◆ **Text**:
Manuel Ortlechner im Interview über nahendes Karriereende und das Bundesliga-Image.

Manuel Ortlechner stellt sich in den Dienst der guten Sache.

Wenn Fair Play Code, die Institution zur Bekämpfung von Wettmanipulation im Sport, ruft, ist der ehemalige Austria-Kapitän und aktuelle Leitwolf der Amateure zur Stelle, die Wichtigkeit dieser Thematik mit seinem persönlichen Statement zu untermauern.

Er selbst sei zwar nie in Kontakt mit der Wettmafia gekommen, das ist vermutlich seiner Persönlichkeitsstruktur geschuldet, die Wettpaten hätten sich an ihm die Zähne ausgebissen.

"Papa der Austria Amateure"

Als „Papa der Austria Amateure“, wie er sich selbst aktuell gerne bezeichnet, hat er aber viel Kontakt zu jüngeren Spielern, die durchaus anfällig sind, weil das Gehaltsniveau relativ niedrig ist.

Ortlechner, der sich vor einiger Zeit auch in der Spielergewerkschaft engagiert hat, sagt: „Heute muss man auch die Sprache der Jungen sprechen, um bei diesem Thema Gehör zu finden.“

Sätze wie diese sind ein kleines Puzzlestück im großen Ganzen zur Bekämpfung der Wettmanipulation. Mittlerweile gibt es kaum mehr einen Fußballer in den höchsten drei Ligen in Österreich, der nicht zumindest einmal in einer der vielen Schulungen von Fair Play Code gesessen ist.

◆ **Aufgabe 1**:
Wie bezeichnet sich Ortlechner laut Text derzeit gern selbst?

[Auszüge aus Daten zur Punktannotation]
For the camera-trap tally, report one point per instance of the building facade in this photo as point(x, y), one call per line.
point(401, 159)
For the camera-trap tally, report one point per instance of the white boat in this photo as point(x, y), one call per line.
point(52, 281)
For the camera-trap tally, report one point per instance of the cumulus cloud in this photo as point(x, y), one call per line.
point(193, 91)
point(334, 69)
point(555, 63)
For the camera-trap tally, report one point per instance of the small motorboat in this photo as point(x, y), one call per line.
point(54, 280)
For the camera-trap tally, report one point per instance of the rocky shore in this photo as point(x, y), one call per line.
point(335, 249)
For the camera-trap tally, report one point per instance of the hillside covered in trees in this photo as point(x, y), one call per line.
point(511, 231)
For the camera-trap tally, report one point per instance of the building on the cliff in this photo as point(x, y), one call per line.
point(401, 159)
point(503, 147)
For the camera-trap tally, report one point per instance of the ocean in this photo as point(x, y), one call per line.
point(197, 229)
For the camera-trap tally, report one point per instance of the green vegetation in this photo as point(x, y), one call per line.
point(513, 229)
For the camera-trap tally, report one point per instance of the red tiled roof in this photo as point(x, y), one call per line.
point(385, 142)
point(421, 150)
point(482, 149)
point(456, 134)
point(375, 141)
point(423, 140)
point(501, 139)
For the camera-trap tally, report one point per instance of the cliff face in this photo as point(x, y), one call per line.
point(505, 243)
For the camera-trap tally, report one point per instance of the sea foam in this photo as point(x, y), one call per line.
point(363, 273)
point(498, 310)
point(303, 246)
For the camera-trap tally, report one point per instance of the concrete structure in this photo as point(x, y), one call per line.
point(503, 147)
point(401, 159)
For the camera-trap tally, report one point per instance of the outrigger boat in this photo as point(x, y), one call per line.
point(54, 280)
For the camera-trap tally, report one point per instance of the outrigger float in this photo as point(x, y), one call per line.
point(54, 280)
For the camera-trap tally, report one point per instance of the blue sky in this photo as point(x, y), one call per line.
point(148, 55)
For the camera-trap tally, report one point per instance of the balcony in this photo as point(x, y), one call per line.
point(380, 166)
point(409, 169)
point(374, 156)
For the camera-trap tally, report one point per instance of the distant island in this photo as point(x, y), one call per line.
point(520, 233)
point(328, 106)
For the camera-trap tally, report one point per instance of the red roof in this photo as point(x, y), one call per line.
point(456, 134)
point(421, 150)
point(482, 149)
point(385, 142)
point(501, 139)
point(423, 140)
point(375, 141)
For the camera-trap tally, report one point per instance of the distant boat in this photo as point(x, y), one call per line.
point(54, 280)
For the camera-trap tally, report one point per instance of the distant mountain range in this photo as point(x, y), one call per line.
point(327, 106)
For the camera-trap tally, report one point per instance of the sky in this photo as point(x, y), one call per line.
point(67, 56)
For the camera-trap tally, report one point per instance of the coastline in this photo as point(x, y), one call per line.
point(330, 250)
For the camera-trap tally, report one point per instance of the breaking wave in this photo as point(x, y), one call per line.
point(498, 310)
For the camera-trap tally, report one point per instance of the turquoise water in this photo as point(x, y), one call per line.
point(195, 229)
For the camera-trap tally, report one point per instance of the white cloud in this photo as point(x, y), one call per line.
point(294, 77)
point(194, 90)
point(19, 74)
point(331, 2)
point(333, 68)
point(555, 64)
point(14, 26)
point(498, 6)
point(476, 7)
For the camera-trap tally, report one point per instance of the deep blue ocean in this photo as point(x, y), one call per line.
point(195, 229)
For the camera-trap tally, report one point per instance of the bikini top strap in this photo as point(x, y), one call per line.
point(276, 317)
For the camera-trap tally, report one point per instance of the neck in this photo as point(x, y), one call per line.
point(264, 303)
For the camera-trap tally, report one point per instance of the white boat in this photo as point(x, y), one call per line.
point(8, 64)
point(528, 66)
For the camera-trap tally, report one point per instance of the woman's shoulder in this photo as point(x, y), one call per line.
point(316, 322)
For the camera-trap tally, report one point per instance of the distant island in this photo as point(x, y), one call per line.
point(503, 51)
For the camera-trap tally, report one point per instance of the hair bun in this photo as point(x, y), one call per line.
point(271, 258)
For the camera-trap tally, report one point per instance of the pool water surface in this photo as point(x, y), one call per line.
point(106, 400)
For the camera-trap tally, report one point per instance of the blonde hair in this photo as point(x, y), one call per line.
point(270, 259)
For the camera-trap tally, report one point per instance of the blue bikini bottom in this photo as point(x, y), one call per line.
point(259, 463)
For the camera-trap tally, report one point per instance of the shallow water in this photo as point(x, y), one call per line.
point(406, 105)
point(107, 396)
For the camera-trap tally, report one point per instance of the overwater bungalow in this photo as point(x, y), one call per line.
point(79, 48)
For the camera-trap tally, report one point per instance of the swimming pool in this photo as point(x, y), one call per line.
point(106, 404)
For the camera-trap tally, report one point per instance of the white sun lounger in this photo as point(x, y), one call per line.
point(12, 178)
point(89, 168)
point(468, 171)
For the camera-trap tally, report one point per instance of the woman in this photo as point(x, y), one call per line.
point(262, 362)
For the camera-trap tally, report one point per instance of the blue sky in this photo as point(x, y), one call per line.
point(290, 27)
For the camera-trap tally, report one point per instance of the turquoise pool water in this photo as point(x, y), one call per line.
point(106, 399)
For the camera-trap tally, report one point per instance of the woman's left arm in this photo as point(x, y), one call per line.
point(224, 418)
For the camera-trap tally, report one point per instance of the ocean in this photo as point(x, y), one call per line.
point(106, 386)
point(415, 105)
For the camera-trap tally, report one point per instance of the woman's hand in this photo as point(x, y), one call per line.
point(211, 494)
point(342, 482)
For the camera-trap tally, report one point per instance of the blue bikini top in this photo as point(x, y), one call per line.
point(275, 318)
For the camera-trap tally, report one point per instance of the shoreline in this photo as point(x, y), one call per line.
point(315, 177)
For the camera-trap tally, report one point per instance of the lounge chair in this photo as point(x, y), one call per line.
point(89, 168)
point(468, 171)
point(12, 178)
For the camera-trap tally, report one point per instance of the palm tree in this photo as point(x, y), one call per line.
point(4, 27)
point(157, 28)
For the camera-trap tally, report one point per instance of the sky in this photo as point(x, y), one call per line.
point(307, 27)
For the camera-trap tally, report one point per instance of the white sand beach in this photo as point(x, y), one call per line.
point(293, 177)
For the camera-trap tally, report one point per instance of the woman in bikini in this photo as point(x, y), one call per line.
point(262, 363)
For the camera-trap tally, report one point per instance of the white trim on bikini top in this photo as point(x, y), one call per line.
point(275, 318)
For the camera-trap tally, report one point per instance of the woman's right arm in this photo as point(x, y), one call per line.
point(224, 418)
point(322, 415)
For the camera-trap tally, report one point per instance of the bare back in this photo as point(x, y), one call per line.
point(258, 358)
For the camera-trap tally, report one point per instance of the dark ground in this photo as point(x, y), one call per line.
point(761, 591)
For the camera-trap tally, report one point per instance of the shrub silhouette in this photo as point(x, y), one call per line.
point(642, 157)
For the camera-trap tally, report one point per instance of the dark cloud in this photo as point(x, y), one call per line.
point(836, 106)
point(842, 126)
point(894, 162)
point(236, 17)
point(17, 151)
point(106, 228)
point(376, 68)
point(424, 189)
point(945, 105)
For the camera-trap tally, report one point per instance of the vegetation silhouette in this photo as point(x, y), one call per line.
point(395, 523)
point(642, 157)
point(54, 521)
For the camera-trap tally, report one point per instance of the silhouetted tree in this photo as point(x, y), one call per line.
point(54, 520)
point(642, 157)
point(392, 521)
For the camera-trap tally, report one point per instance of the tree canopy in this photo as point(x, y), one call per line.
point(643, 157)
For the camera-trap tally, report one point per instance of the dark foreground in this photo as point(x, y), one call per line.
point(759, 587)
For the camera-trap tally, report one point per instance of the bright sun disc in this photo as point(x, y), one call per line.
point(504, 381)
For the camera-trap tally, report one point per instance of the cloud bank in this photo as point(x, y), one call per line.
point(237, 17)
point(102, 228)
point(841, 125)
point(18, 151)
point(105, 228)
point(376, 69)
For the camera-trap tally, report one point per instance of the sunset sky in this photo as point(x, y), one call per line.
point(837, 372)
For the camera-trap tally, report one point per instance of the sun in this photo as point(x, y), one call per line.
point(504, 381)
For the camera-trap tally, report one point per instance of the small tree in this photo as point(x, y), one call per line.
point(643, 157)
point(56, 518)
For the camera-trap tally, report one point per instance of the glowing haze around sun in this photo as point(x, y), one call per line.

◆ **Aufgabe 2**:
Skaliere einen Abschnitt der Datensätze: Beginne bei der Zeile mit „of the green“ und höre nach der Zeile mit „point(513, 229)“ auf. Gib nur diese Zeilen vollständig wieder, den englischen Wortlaut eingeschlossen, und multipliziere dabei jede Koordinate in den Antworten mit 2,35, gerundet auf ganze Zahlen, Hälften aufgerundet.

◆ **Antwort 1**:
Als „Papa der Austria Amateure“.

◆ **Antwort 2**:
For the camera-trap tally, report one point per instance of the green vegetation in this photo as point(x, y), one call per line.
point(1206, 538)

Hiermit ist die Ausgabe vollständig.